▶ [PASSAGE SHOWN]:
------------

It is becoming clear that Russian companies can establish full control over the economies of these countries, which are lagging far behind Russia in economic and industrial development (Belarus, Armenia, Kazakhstan, Tajikistan, Uzbekistan, and Kyrgyzstan). Business control is merely a prelude to political control, and for this reason the satellites preferred not to display doglike devotion." (Ekspress, August 17.)
The press is again blaming Russia for its attempts to make its neighbors dependent on its energy and water resources. "Russia is initiating a project for water supply to the entire Central Asia. It will be a water-and-energy consortium... In other words, in future, the key to the tap for the whole region may land in Moscow's hands." (Zerkalo, August 18.)
The press attributes the success of the Sochi summit to the increasing EurAsEc role in the world arena. Even before the summit, experts said that Russia is holding a grievance against the West for the recent failure of the WTO talks and is planning to create an alternative to the WTO on the EurAsEc basis. Judging by all, this is true... "We are not making much progress, and it would be logical for us to move towards unification of tariffs within the EurAsEc framework rather than do nothing," explained Russian presidential assistant Sergey Prikhodko. (EkspressK, August 17.)
The opposition media are negative about the informal EurAsEc summit in Sochi. "Moscow is pegging huge hopes on EurAsEc -- after the failure of WTO talks with the U.S. Russia badly needs to create an economic counterweight, which would also help curb U.S. economic expansion in the post-Soviet space. In this context, the Eurasian Community is the most logical choice." (Obshchestvennyi reiting, August 16.)
The press is writing about Russia's attempts to prevent the republic's cooperation with the West. "Russia is trying to persuade Kyrgyzstan not to join the HIPC (Heavily Indebted Poor Countries) program under the aegis of the IMF and the World Bank. It reasons that this program will deprive Kyrgyzstan of its sovereignty, and make it fully dependent on the U.S. But in exchange, Moscow cannot offer anything else but dependence on Russia." (Obshchestvennyi reiting, August 16.)

------------

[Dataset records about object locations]

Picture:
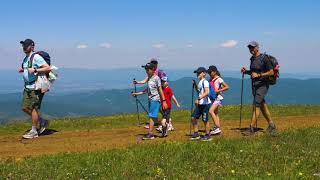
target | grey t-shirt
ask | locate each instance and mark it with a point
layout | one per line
(260, 64)
(154, 83)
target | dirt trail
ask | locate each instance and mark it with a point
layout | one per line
(82, 141)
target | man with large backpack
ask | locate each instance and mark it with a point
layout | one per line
(33, 65)
(264, 72)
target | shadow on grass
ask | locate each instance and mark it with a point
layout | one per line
(46, 132)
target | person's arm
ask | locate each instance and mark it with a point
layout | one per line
(195, 86)
(163, 98)
(245, 71)
(141, 82)
(225, 87)
(175, 101)
(139, 93)
(205, 94)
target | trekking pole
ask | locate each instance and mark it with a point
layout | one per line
(137, 106)
(254, 100)
(241, 100)
(191, 110)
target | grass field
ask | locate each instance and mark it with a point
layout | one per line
(229, 112)
(293, 154)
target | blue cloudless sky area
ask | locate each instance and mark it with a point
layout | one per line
(180, 33)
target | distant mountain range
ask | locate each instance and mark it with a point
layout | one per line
(84, 80)
(105, 102)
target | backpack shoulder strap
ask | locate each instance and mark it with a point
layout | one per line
(31, 60)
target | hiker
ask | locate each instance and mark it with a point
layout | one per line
(158, 72)
(260, 70)
(202, 106)
(168, 93)
(155, 96)
(32, 98)
(219, 86)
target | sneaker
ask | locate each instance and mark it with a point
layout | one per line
(249, 132)
(43, 125)
(216, 131)
(206, 138)
(164, 131)
(147, 126)
(170, 128)
(159, 129)
(148, 137)
(30, 135)
(271, 128)
(195, 136)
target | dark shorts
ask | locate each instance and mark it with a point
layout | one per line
(259, 93)
(201, 110)
(32, 99)
(166, 114)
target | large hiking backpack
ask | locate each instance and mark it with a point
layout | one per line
(276, 69)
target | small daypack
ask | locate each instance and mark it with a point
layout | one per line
(44, 81)
(212, 93)
(276, 69)
(162, 74)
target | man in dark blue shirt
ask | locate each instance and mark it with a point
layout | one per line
(260, 71)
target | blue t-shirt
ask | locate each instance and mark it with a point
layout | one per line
(30, 78)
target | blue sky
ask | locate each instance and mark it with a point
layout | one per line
(180, 33)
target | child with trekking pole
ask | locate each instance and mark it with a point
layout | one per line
(219, 87)
(168, 93)
(156, 99)
(202, 103)
(158, 72)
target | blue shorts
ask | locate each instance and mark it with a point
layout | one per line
(154, 107)
(201, 110)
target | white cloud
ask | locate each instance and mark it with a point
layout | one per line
(82, 46)
(158, 46)
(106, 45)
(229, 44)
(189, 45)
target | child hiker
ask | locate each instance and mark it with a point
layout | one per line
(202, 106)
(156, 97)
(219, 86)
(158, 72)
(168, 93)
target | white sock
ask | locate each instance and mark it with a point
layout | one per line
(34, 128)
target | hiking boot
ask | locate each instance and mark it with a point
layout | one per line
(30, 135)
(249, 132)
(271, 128)
(164, 131)
(206, 138)
(149, 136)
(43, 125)
(170, 128)
(195, 136)
(216, 131)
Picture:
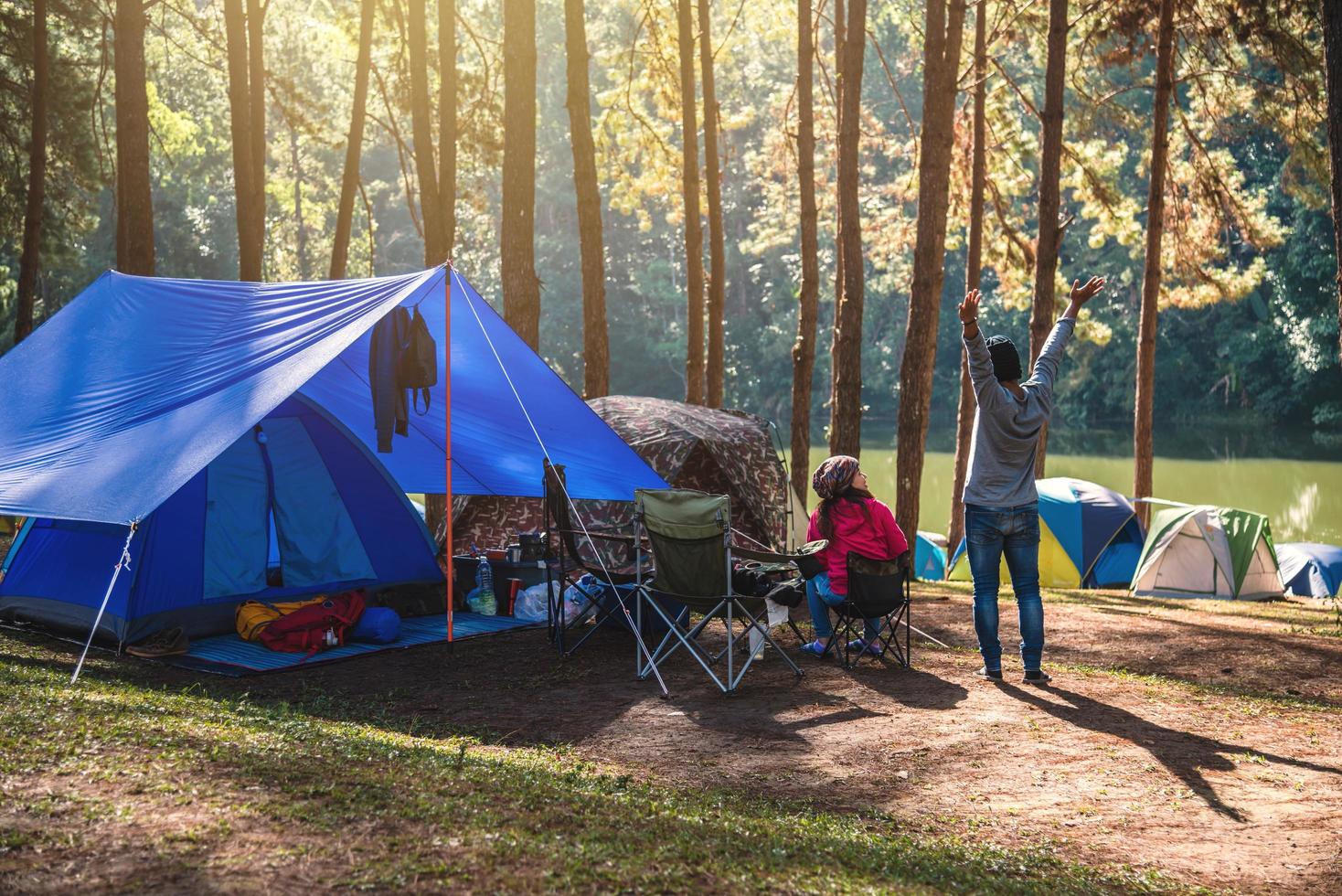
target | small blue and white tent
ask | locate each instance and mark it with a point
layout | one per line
(1310, 569)
(219, 416)
(929, 557)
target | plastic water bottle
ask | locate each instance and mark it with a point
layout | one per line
(485, 601)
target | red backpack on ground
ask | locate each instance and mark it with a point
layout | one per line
(304, 631)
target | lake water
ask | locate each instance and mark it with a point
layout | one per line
(1301, 496)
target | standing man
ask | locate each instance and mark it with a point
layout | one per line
(1001, 506)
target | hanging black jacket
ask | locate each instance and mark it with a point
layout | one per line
(389, 404)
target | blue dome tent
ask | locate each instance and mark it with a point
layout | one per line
(138, 402)
(1310, 569)
(1090, 537)
(929, 559)
(297, 487)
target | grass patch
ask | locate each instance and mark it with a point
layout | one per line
(381, 801)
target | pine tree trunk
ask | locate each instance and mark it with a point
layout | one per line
(717, 250)
(521, 289)
(974, 269)
(257, 83)
(596, 353)
(134, 203)
(447, 123)
(353, 144)
(1331, 19)
(846, 427)
(693, 224)
(28, 261)
(295, 163)
(435, 506)
(834, 330)
(945, 31)
(240, 114)
(1143, 416)
(1049, 163)
(421, 131)
(804, 349)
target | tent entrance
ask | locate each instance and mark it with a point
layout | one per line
(272, 503)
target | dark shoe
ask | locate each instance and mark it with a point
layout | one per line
(816, 648)
(165, 643)
(860, 646)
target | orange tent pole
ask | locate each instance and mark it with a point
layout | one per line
(447, 412)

------------

▶ [GIVEN EXERCISE 1]: List the countries that the press review above names in parentheses as lagging far behind Russia in economic and industrial development.
▶ [GIVEN EXERCISE 2]: Please copy the part of the press review above starting with "It is becoming" and going on through "(Zerkalo, August 18.)".

▶ [TASK OUTPUT 1]: Belarus, Armenia, Kazakhstan, Tajikistan, Uzbekistan, Kyrgyzstan

▶ [TASK OUTPUT 2]:
It is becoming clear that Russian companies can establish full control over the economies of these countries, which are lagging far behind Russia in economic and industrial development (Belarus, Armenia, Kazakhstan, Tajikistan, Uzbekistan, and Kyrgyzstan). Business control is merely a prelude to political control, and for this reason the satellites preferred not to display doglike devotion." (Ekspress, August 17.)
The press is again blaming Russia for its attempts to make its neighbors dependent on its energy and water resources. "Russia is initiating a project for water supply to the entire Central Asia. It will be a water-and-energy consortium... In other words, in future, the key to the tap for the whole region may land in Moscow's hands." (Zerkalo, August 18.)